Position annotation records
• • •
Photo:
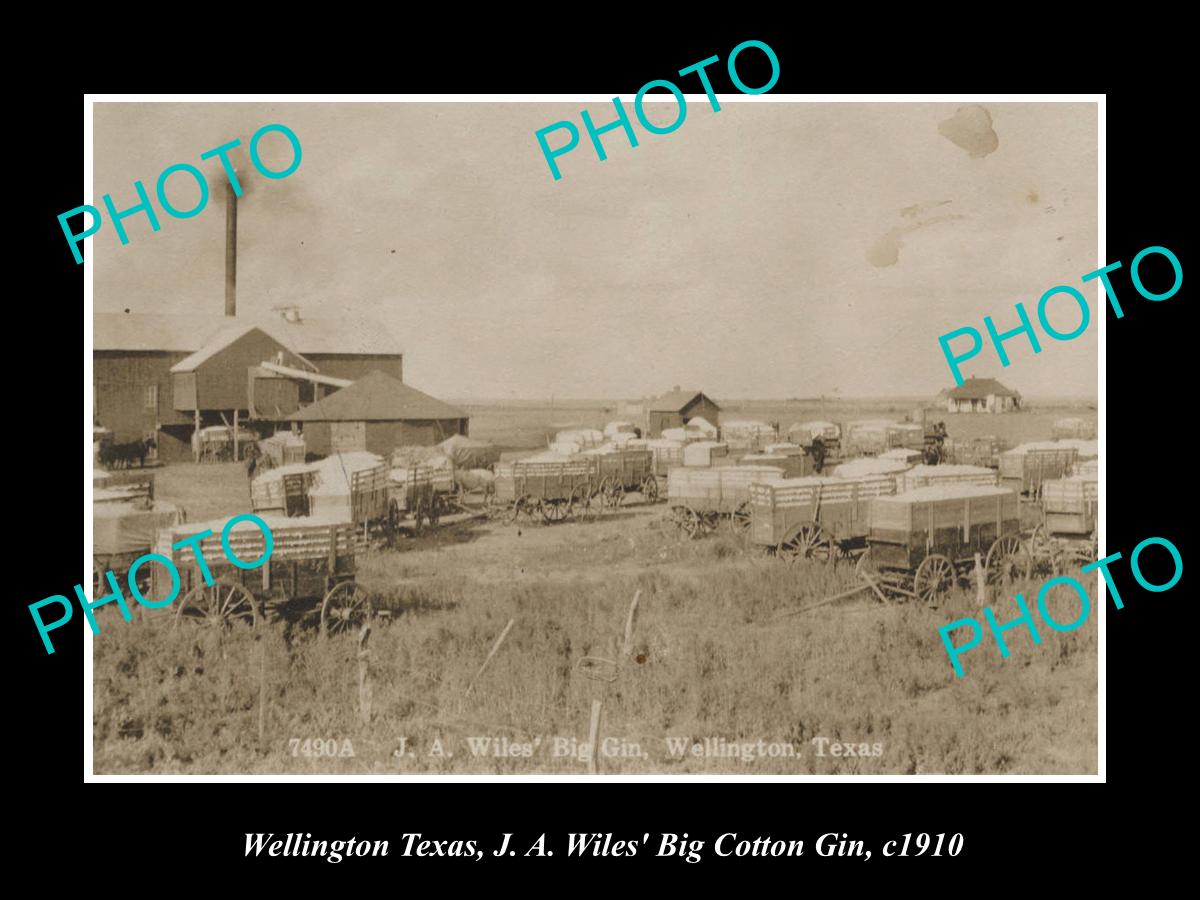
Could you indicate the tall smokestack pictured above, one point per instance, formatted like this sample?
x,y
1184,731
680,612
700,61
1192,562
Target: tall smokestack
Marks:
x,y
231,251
• • •
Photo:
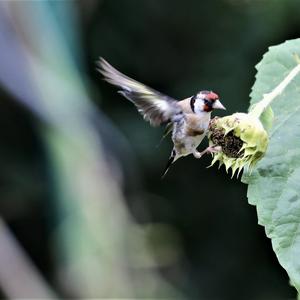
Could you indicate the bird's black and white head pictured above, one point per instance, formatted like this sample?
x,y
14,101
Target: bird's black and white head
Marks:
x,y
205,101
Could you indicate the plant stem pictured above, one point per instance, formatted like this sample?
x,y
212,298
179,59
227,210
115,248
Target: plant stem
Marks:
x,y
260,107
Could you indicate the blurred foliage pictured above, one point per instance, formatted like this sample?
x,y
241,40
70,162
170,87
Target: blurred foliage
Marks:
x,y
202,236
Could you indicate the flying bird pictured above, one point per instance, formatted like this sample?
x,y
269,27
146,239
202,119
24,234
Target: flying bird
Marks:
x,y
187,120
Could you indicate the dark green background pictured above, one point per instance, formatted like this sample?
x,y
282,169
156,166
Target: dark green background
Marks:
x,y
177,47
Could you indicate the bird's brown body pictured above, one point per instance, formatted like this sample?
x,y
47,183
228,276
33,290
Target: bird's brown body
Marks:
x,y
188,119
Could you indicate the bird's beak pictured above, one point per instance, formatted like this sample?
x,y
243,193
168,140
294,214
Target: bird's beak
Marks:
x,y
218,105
• • •
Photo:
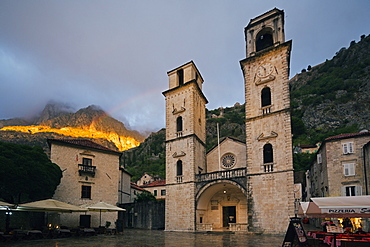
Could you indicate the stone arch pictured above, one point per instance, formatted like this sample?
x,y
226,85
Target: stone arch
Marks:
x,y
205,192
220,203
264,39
• • •
• [WHAT TO PRODUCE]
Count how many lines in the material above contain the string "tall", treating uppercase and lowercase as different. Reply with the number only.

• [ANSWER TO THIS EXERCISE]
2